■ Material provided:

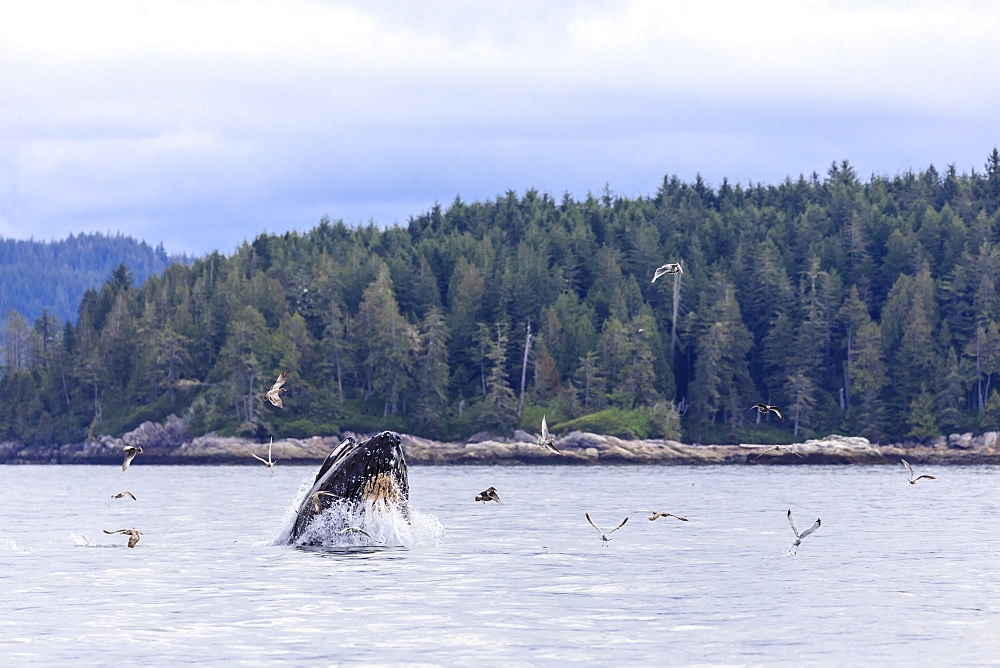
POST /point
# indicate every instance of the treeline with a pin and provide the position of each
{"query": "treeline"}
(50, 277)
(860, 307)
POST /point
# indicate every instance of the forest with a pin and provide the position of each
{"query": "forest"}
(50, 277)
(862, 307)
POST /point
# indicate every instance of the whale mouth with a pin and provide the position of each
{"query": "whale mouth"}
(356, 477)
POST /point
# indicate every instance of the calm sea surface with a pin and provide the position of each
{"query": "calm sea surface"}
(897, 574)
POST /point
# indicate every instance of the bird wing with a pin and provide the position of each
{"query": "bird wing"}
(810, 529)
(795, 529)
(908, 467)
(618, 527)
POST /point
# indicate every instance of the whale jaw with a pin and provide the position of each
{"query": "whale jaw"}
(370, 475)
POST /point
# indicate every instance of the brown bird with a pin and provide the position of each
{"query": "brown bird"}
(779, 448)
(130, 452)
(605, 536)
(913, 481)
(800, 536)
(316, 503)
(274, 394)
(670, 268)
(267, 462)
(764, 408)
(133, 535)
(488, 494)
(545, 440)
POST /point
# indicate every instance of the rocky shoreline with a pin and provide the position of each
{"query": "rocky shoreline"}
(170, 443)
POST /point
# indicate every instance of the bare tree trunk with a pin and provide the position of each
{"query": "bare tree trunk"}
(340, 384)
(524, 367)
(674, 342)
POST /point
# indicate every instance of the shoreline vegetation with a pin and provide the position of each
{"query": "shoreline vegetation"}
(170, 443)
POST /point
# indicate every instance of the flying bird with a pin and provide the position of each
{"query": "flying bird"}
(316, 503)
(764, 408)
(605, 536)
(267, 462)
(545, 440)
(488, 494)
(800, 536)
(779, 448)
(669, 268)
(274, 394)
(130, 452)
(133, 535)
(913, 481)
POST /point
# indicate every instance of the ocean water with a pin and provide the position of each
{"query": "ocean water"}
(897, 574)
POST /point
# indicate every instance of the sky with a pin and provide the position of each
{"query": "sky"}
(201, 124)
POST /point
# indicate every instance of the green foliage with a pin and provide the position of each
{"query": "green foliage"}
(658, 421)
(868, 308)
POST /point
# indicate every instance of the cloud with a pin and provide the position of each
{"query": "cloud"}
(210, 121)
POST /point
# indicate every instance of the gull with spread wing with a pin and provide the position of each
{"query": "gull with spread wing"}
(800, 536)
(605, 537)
--
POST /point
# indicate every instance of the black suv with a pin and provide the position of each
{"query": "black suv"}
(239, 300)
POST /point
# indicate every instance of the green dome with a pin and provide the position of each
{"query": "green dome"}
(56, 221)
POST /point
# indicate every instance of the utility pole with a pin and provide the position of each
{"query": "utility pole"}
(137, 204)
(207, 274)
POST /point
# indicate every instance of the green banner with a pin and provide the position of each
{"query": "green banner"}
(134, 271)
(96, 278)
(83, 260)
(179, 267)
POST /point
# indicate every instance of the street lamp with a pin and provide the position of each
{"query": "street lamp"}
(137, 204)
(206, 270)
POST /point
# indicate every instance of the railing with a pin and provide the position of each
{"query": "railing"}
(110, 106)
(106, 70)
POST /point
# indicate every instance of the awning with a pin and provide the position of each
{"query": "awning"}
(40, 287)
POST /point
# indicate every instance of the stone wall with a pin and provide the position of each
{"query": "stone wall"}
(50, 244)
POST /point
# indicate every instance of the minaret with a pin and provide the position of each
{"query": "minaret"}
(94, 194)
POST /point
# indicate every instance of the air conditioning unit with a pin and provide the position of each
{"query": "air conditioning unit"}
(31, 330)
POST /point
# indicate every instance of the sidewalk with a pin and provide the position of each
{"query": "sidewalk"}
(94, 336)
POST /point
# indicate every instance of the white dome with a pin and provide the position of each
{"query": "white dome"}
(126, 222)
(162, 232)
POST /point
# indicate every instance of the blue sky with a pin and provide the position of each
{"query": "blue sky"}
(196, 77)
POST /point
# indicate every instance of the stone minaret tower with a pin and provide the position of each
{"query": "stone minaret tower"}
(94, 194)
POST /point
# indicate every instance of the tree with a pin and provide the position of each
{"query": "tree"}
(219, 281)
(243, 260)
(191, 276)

■ Your objective:
Select every line of the entries that contains the string "conditioning", matching case exactly.

■ Written answer:
# indicate every instance of the air conditioning unit with a pin and provide the position of each
{"query": "air conditioning unit"}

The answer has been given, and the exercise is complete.